TAREAS POR REALIZAR
a. Reproduce al pie de la letra el fragmento sobre la ciudadanía, comenzando por "Para que se" y siguiendo hasta "al nuevo Estado.".
b. Prosigue el fragmento sobre la ciudadanía a partir de donde termina.

La ciudadanía como derecho fundamental
La ciudadanía o nacionalidad es una manifestación del estado
civil, expresión además de un derecho fundamental personalísimo y sagrado que
une al individuo en su comunidad política con aquella entidad emanada de dicha
organización. El ius civitatis, de antaño inviolable,
persigue a la persona y a ella está vinculado permanentemente, sin que ningún
gobierno pueda disponer de esa esencial característica del individuo, mucho
menos en un tratado que pone en entredicho la sincera manifestación de voluntad
del Estado español, que como ya he dicho, ni aun cuando esa manifestación de
voluntad del Estado hubiese sido clara, unívoca, taxativa y categórica, no
puede éste negociarla más que con sus propios nacionales, y en ningún caso
puede retirarla, cancelarla o causar su pérdida sin el consentimiento del
afectado. Y al hacerlo, el Estado se pone fuera de la ley, es por lo tanto
responsable por daños y perjuicios.
Al seguir el razonamiento del marqués de Olivart, el artículo IX
del Tratado menciona dos categorías de personas, a saber: peninsulares
residentes en los territorios cedidos o renunciados, y naturales “habitantes en
los territorios cedidos ó renunciados, residentes en el país de su naturaleza,
cuya suerte decidirá en su día el Congreso de los Estados Unidos”, de los
cuales a ninguna de las dos partes les es licito disponer de una forma o de
otra.
Para que se tenga una idea del crimen indecible que se cometió con
la firma del tratado, España pactó con una potencia extranjera la
desnaturalización masiva y forzosa de una parte de sus ciudadanos, sin causa
legítima (si fuere posible determinar alguna, que ya hemos dicho no es
posible), sin debido proceso, sin notificación, y sin intervención judicial. Es
más, la desnaturalización
masiva y forzosa de ciudadanos españoles no estaba contemplada ni en las
demandas norteamericanas para lograr la rendición española, ni en el Protocolo
de Paz de agosto de 1898, y sólo fueron incorporadas posteriormente durante las
negociaciones en París, acaso con el único propósito de asentar el poder de un
naciente Estado cubano, de tal suerte que la masa ciudadana no tuviera más
opción que resignarse a la nueva nacionalidad y no deshiciese al nuevo Estado.

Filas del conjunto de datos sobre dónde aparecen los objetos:
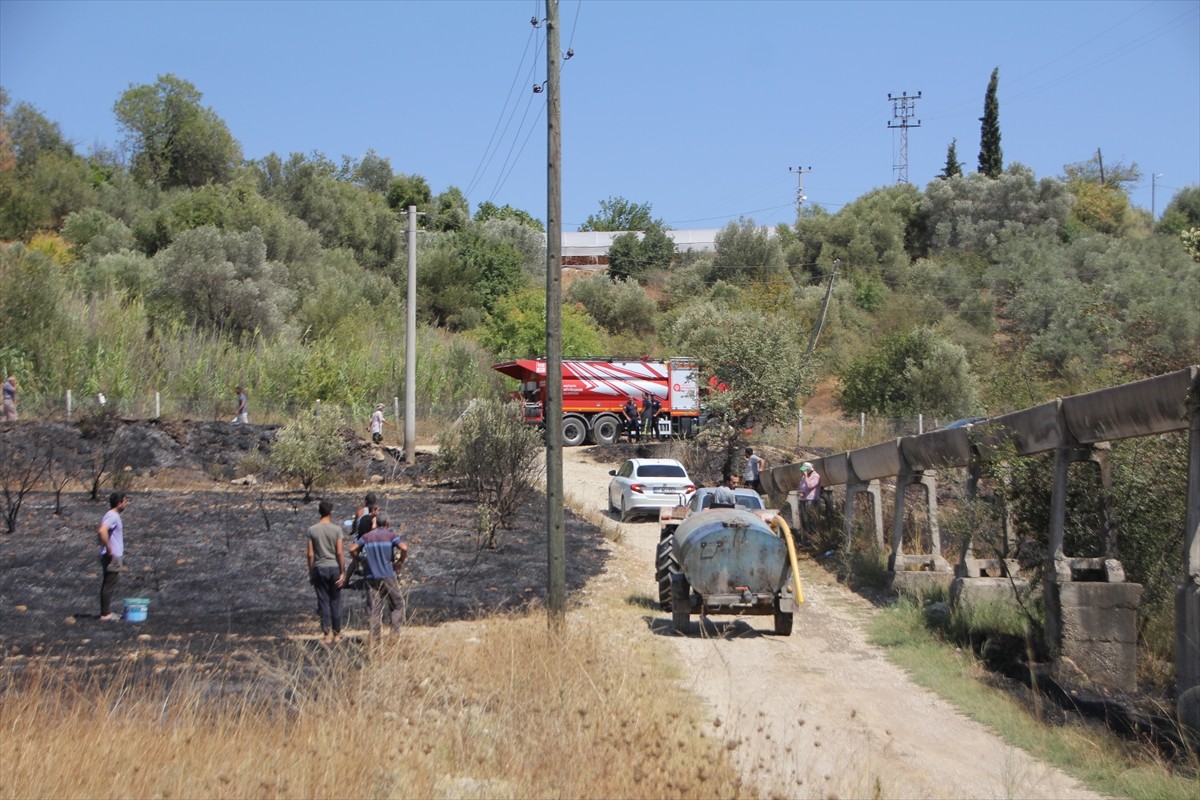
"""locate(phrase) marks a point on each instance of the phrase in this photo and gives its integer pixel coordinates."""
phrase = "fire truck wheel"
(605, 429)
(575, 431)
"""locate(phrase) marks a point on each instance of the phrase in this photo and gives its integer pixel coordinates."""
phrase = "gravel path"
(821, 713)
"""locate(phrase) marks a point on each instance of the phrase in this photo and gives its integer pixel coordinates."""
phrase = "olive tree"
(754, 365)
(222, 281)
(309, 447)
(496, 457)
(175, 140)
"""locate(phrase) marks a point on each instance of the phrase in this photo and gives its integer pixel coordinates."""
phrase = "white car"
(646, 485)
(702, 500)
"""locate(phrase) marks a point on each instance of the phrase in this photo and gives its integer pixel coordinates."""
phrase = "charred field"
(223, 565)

---

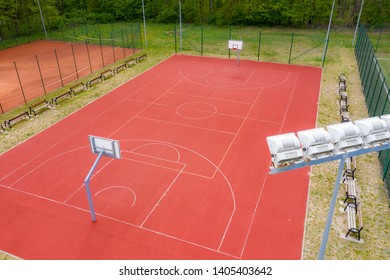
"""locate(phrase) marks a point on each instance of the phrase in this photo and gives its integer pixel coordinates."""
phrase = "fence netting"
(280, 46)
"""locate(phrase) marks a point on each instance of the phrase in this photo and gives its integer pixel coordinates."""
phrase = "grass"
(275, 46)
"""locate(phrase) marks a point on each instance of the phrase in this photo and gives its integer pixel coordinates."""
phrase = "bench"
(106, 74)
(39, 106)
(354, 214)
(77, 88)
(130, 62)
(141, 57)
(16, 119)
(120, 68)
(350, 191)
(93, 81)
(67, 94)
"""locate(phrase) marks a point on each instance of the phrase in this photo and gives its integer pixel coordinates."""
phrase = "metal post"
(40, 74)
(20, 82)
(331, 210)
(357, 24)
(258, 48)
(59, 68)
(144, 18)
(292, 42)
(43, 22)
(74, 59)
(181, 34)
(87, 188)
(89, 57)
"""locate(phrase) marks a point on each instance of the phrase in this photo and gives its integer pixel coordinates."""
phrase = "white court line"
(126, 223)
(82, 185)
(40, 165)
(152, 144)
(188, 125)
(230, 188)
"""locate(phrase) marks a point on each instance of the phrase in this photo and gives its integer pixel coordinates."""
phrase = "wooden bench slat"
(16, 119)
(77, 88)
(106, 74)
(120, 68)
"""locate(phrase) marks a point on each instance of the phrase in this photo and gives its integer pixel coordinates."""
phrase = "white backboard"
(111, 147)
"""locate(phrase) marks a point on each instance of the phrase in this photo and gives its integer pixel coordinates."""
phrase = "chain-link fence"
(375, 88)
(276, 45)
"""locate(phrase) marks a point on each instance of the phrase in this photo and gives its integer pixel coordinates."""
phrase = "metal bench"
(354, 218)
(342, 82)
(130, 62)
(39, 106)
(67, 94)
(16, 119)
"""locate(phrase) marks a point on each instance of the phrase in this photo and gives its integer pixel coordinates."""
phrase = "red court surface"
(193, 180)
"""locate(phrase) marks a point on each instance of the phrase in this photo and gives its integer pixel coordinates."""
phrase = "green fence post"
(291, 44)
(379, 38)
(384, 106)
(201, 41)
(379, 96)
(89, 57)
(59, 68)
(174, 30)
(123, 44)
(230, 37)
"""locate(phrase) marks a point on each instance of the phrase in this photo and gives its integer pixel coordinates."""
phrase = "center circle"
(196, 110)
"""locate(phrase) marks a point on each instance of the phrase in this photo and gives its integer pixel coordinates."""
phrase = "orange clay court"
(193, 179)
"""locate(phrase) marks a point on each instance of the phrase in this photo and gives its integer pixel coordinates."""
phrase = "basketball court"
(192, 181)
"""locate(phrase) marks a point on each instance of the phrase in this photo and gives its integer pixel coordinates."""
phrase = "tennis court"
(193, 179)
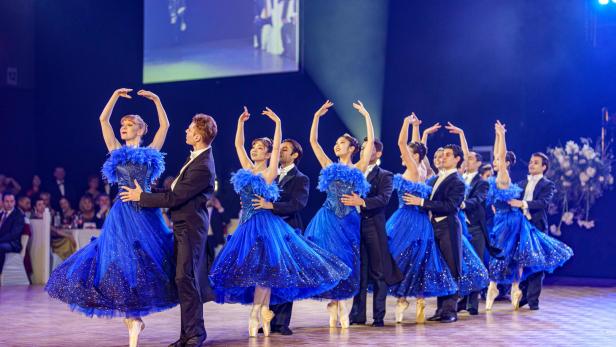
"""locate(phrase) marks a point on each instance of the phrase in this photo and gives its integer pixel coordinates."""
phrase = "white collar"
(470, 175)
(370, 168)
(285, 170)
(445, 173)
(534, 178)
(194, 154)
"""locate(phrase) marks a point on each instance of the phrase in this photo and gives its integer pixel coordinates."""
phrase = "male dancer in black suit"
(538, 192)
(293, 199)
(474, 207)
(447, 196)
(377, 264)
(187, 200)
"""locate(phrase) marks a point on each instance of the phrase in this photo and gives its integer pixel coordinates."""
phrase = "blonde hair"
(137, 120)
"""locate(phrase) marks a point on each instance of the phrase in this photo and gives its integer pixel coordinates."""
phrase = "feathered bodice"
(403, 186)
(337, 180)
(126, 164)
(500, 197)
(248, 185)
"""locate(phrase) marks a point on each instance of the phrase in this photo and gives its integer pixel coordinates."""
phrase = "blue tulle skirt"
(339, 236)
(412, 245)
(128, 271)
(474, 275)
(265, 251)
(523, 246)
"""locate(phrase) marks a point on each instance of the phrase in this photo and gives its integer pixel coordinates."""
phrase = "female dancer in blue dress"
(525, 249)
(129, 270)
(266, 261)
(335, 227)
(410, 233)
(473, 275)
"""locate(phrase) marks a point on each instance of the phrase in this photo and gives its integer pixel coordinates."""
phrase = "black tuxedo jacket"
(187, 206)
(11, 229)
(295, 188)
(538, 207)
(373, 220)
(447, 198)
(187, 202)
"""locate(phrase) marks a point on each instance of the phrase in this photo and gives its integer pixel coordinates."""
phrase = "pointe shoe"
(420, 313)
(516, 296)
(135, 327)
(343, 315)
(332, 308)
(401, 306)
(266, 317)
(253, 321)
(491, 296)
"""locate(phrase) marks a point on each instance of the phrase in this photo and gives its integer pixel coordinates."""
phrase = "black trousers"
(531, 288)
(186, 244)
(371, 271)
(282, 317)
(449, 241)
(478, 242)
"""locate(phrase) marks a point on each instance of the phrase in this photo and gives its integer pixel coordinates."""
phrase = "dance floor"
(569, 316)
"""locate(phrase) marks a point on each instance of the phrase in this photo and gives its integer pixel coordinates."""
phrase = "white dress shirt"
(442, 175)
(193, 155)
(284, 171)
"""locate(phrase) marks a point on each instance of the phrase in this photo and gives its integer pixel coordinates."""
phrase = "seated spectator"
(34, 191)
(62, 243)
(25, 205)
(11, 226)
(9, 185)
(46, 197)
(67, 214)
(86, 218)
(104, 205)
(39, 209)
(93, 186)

RESULTADOS
a.
Para que se tenga una idea del crimen indecible que se cometió con
la firma del tratado, España pactó con una potencia extranjera la
desnaturalización masiva y forzosa de una parte de sus ciudadanos, sin causa
legítima (si fuere posible determinar alguna, que ya hemos dicho no es
posible), sin debido proceso, sin notificación, y sin intervención judicial. Es
más, la desnaturalización
masiva y forzosa de ciudadanos españoles no estaba contemplada ni en las
demandas norteamericanas para lograr la rendición española, ni en el Protocolo
de Paz de agosto de 1898, y sólo fueron incorporadas posteriormente durante las
negociaciones en París, acaso con el único propósito de asentar el poder de un
naciente Estado cubano, de tal suerte que la masa ciudadana no tuviera más
opción que resignarse a la nueva nacionalidad y no deshiciese al nuevo Estado.

b.
Esta cláusula y luego el articulado de la Enmienda Platt sellarían la
imposibilidad de que los cubanos renegasen de la ciudadanía de nuevo curso y se
acogiesen a su antigua.
Hasta mucho después del advenimiento de los Estados modernos, la
ciudadanía o derecho político se veía bajo el lente del principio de alianza
perpetua, que todavía hoy pervive en la patria potestad, por ejemplo, en virtud
de la cual los hijos menores de edad siguen la condición de sus padres. La
alianza perpetua es un concepto anclado en el derecho feudal en virtud del cual
los lazos que conectaban al individuo con el Estado comenzaban en el momento
mismo del nacimiento, y eran, en tanto extensión de un contrato de vasallaje
feudal, perpetuos e inmutables, a cambio de los cuales el Estado ofrecía
ciertas protecciones. La aquiescencia de España con el artículo IX constituye
una renuncia tácita a las obligaciones de protección que le vienen impuestas
por ser parte de esa relación jurídica que incluso en el derecho feudal informa
derechos y obligaciones para ambas partes.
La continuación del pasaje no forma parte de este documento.